## PROVIDED INFORMATION
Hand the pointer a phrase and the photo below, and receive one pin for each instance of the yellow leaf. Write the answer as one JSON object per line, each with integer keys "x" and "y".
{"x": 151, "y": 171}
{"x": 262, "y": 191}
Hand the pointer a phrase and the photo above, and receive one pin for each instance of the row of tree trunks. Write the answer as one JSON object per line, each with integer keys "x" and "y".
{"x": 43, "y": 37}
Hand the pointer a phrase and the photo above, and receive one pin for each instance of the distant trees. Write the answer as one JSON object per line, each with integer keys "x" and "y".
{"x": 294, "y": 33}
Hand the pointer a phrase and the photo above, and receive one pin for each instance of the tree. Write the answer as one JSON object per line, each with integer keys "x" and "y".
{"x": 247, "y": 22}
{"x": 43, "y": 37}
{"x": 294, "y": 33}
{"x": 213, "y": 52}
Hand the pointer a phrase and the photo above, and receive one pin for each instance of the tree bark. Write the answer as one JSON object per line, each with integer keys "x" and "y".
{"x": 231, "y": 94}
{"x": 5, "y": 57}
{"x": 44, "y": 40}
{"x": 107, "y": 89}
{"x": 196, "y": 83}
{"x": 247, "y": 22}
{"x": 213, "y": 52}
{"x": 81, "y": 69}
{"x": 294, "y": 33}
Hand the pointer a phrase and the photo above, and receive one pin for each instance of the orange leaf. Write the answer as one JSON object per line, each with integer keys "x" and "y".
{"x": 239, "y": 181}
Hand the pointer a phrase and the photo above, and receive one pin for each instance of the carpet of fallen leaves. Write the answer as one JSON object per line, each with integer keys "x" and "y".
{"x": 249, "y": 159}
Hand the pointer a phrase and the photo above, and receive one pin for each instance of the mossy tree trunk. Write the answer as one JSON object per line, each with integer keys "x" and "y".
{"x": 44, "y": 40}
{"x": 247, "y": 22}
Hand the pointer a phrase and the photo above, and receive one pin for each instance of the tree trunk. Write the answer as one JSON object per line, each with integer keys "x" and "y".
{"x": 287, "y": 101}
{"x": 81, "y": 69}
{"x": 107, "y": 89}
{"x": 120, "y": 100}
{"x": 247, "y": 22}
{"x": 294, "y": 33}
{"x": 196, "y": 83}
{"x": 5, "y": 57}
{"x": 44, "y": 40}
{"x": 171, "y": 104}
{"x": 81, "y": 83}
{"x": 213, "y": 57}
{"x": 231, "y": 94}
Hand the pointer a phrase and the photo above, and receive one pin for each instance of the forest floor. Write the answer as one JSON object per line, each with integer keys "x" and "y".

## PROBLEM TO SOLVE
Every entry shown earlier is to be returned exactly, line for line.

## SOLUTION FOR THIS PROBLEM
Hand the pointer a phrase and the photo below, and receive one pin for each instance of the yellow leaf. Write the answer as one JSON object per line, each with integer keys "x" and "y".
{"x": 151, "y": 171}
{"x": 262, "y": 191}
Hand the pointer a phrase and the photo above, and receive one pin for each instance of the row of tree trunks. Write the answer as one JSON object per line, each with integer keys "x" and "y".
{"x": 43, "y": 37}
Hand the pointer a phrase and the photo above, and receive one pin for each instance of the distant trees. Write the answer as one JSON object per line, each with integer keys "x" and "y".
{"x": 294, "y": 33}
Hand the pointer a phrase and the photo above, and receive one pin for each instance of the tree. Write the answer as one JSON object per line, each with integer keys "x" and "y".
{"x": 247, "y": 22}
{"x": 43, "y": 37}
{"x": 294, "y": 33}
{"x": 213, "y": 52}
Hand the pointer a phrase and the photo above, and receive one pin for each instance of the tree bark. Write the answer as one JSON object per line, each with integer keys "x" and "y".
{"x": 231, "y": 94}
{"x": 5, "y": 57}
{"x": 44, "y": 40}
{"x": 107, "y": 89}
{"x": 196, "y": 83}
{"x": 247, "y": 22}
{"x": 213, "y": 52}
{"x": 81, "y": 69}
{"x": 294, "y": 33}
Hand the pointer a phrase and the photo above, and receive one pin for each instance of the orange leaf. Write the answer as one JSON object per line, each with integer keys "x" and "y".
{"x": 239, "y": 181}
Hand the pointer a phrase and the photo above, and receive one pin for each instance of the carpet of fallen leaves. Write the answer as one JSON object per line, each with integer keys "x" and "y".
{"x": 249, "y": 159}
Hand the pointer a phrase and the photo above, and receive one pin for each instance of the mossy tree trunk. Write the answer as one JSON object per line, each with integer keys "x" and "y".
{"x": 44, "y": 40}
{"x": 247, "y": 22}
Hand the pointer a phrase and the photo above, and receive one pin for each instance of the tree trunk. Write the answer as one JSON object per line, each with integer keys "x" and "y".
{"x": 287, "y": 101}
{"x": 81, "y": 69}
{"x": 107, "y": 89}
{"x": 120, "y": 100}
{"x": 247, "y": 22}
{"x": 294, "y": 33}
{"x": 196, "y": 83}
{"x": 5, "y": 57}
{"x": 44, "y": 40}
{"x": 171, "y": 104}
{"x": 81, "y": 83}
{"x": 213, "y": 57}
{"x": 231, "y": 94}
Hand the pointer a phrase and the photo above, and receive one pin for each instance of the forest floor. Write the answer as one JSON object per line, each with integer keys "x" and "y".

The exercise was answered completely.